Supplied material:
---------------

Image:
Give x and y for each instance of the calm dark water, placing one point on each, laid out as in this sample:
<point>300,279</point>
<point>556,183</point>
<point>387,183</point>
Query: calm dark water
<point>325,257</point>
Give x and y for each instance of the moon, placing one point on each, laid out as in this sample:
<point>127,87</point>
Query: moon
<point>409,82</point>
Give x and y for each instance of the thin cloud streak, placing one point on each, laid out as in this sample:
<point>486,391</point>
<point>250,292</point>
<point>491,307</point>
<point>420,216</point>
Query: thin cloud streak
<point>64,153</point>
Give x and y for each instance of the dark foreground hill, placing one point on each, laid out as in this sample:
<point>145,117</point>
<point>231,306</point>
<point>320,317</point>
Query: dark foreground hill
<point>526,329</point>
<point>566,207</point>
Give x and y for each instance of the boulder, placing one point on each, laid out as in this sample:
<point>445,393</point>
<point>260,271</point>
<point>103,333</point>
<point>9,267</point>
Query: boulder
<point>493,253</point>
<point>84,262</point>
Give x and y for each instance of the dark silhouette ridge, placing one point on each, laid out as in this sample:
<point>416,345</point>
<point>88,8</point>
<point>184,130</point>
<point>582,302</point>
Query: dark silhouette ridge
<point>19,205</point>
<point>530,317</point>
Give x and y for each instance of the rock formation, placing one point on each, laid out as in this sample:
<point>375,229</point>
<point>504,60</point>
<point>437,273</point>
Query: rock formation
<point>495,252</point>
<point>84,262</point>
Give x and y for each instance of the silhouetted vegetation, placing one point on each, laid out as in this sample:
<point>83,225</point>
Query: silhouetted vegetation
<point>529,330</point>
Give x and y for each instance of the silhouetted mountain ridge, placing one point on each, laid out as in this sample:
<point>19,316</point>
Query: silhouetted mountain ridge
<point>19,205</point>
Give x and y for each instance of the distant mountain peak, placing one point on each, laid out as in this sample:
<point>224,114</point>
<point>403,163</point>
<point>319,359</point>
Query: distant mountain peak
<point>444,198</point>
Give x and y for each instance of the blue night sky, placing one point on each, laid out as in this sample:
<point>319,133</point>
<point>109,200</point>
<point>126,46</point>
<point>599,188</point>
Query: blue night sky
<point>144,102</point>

---------------

Task: Each line of the data has to be written out exactly as it appears.

Task output:
Image:
Give x and y for each instance of the calm dark water, placing one point on each, laid out as in this sample:
<point>300,279</point>
<point>556,183</point>
<point>387,183</point>
Query: calm dark water
<point>325,257</point>
Give x and y for each instance of the moon, placing one point on each, laid out as in this sample:
<point>127,87</point>
Query: moon
<point>409,82</point>
Give x and y for each instance of the thin cloud streak, placing one point on each, laid out as in this sample:
<point>486,391</point>
<point>250,292</point>
<point>491,307</point>
<point>420,216</point>
Query: thin cloud streak
<point>64,153</point>
Give x and y for each instance of the dark foreground hill, placing one point on each, laid out as in this sample:
<point>145,117</point>
<point>231,306</point>
<point>320,317</point>
Query: dark foreground hill
<point>526,329</point>
<point>566,207</point>
Give x and y for each instance of the boulder, placing one point on each, laid out as in this sample:
<point>445,393</point>
<point>260,271</point>
<point>103,333</point>
<point>9,267</point>
Query: boulder
<point>493,253</point>
<point>84,262</point>
Give x and y for each instance of the dark silhouette ridge, placing one point on each, laid out as in this sample:
<point>416,345</point>
<point>88,8</point>
<point>184,130</point>
<point>582,302</point>
Query: dark silhouette ridge
<point>19,205</point>
<point>530,317</point>
Give x and y for each instance of the rock formation, placing one point on each, laid out as in this sample:
<point>375,229</point>
<point>504,60</point>
<point>437,273</point>
Query: rock formation
<point>495,252</point>
<point>84,262</point>
Give x and y for each instance of the silhouetted vegetation, placing one point on each, laid out as in this sample:
<point>83,225</point>
Query: silhouetted vegetation
<point>529,330</point>
Give x and y for each instance of the silhouetted mountain ridge, placing one point on each, laid out as in this sample:
<point>19,316</point>
Query: silhouetted mountain ridge
<point>19,205</point>
Give x and y for each instance of the distant mountain peak, placing one point on each, laid out as in this sample:
<point>224,114</point>
<point>403,163</point>
<point>319,359</point>
Query: distant mountain peak
<point>444,198</point>
Give x and y for each instance of the blue night sky, placing one point on each, laid out as in this sample:
<point>319,133</point>
<point>109,200</point>
<point>126,46</point>
<point>599,188</point>
Query: blue night sky
<point>144,102</point>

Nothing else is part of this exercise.